António Barbosa é treinador e esteve à conversa com o Bola na Rede. O técnico de 41 anos conta com vasta experiência nas segunda e terceira divisões nacionais e, nesta conversa, abordou o seu percurso como treinador e o que o futuro lhe reserva. Um exclusivo Bola na Rede.
«Quero estar ainda mais capaz e ainda mais pronto»
António Barbosa, treinador de futebol
Bola na Rede: António Barbosa, antes de mais obrigado pela disponibilidade para estar a falar conosco. Queria começar pela atualidade e perguntar-lhe quais são as expetativas do António para a época que está prestes a iniciar, visto que de momento ainda se encontra sem clube.
:::::
### INSTRUÇÃO DADA A
Reproduz fielmente todas as linhas extraídas que se seguem, deixando as imagens de fora.
As linhas não têm qualquer relação com a entrevista.

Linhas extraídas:
:::::
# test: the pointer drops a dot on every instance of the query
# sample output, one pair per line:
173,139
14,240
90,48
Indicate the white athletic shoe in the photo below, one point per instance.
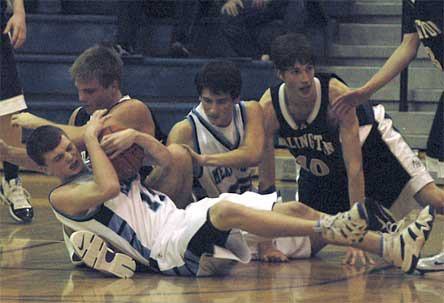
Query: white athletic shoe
73,257
17,198
345,228
95,253
403,248
431,264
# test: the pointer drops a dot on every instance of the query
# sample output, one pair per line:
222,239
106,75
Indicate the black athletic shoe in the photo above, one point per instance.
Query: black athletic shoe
18,199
:::::
### INSTRUÇÃO DADA B
Que idade tem António Barbosa, de acordo com a entrevista?

### RESOLUÇÃO A
# test: the pointer drops a dot on every instance of the query
# sample output, one pair per line:
173,139
14,240
90,48
Indicate the white athletic shoe in the photo below, one point per instance.
Query: white athletic shoe
73,257
17,198
345,228
95,253
403,248
431,264
# test: the pointer drops a dot on every instance of the query
# sample output, one pair per line:
222,239
106,75
Indicate the black athletic shoe in the photo above, one point per instance.
Query: black athletic shoe
18,199

### RESOLUÇÃO B
Tem 41 anos.